Document segment:
* * * * * * *

Equity Issue: WuXi XDC’s HK$4.06bn HK IPO

IFR Asia Awards 2023
3 min read
Asia
Fiona Lau

Standout success

The HK$4.06bn (US$520m) Hong Kong IPO of WuXi XDC revived the city’s lacklustre IPO market by demonstrating that international interest was still there for the right names.

The Chinese contract medical researcher, a unit of Hong Kong-listed WuXi Biologics, drew rare support from global institutional investors when most Hong Kong IPOs were dragged over the finish line with the help of “friends-and-family” orders.

The second-largest Hong Kong IPO of 2023 showcased the city’s fundraising ability at a time when people had started losing faith in the once active primary market. Hong Kong IPOs raised just US$5.9bn in 2023, the lowest in 20 years and ranked eighth globally.

The deal hit the market in November when most Hong Kong IPOs earlier in the year had traded poorly even after slashing deal sizes and lowering valuations.

However, Morgan Stanley, Goldman Sachs and JP Morgan, XDC’s sponsors, managed to persuade seven top-tier global investors to invest a combined US$300m, equivalent to around 64% of the deal, as cornerstone investors and agree to a six-month lock-up.

They were Invesco, General Atlantic Singapore, Qatar Investment Authority, UBS Asset Management (Singapore), HongShan Funds, Novo Holdings and Lake Bleu Funds.

The QIA investment was particularly eye-catching as Middle Eastern money had not been drawn to Hong Kong IPOs for some time.

Unlike some other healthcare companies, XDC is profitable and high growth. The company focuses on ADCs – a class of biopharmaceutical drugs designed as a targeted cancer therapy, killing tumour cells while sparing healthy cells. It posted an adjusted profit of Rmb216m (US$30m) for the first half of 2023, almost double the Rmb109m from a year earlier.

* * * * * * *

Collected material:
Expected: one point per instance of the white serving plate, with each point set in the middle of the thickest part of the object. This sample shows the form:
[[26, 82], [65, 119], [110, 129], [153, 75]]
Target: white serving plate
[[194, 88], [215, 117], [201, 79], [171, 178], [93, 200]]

* * * * * * *

Required tasks:
• a. According to the WuXi XDC IPO article, what portion of the deal did the seven cornerstone investors take?
• b. Please pick up the WuXi XDC IPO article after its last sentence and keep writing it.
The lines come from a separate source and have no connection to the WuXi XDC IPO article.

Numbered answers:
• a. Around 64% of the deal, a combined US$300m.

• b.
The deal drew tremendous demand with the institutional tranche 19.6 times subscribed and the retail portion close to 50 times covered.

Demand came from all over the world. Excluding the cornerstone tranche, 38% of the deal went to Asian investors, 47% to the US and 15% to Europe. By investor type, long-only investors and healthcare specialists took 81%, hedge funds 11%, China funds 6%, and others including corporate, family offices and private wealth investors 2%.

The offering of 178m primary shares, or 15.1% of the enlarged share capital, was priced at the top of the HK$19.90–$20.60 range. That valued XDC at a 2024 P/E of around 34x, representing a premium of 18% over its parent.

XDC made a stellar debut on November 17, closing at HK$28, up 36%. It ended the year at HK$32, up 55%. A greenshoe of 19.2m shares was fully exercised.

After the IPO, WuXi Biologics owned 50.9% of XDC and WuXi AppTec held 33.9%.

CICC, Citigroup and Huatai Financial were the other joint global coordinators and bookrunners.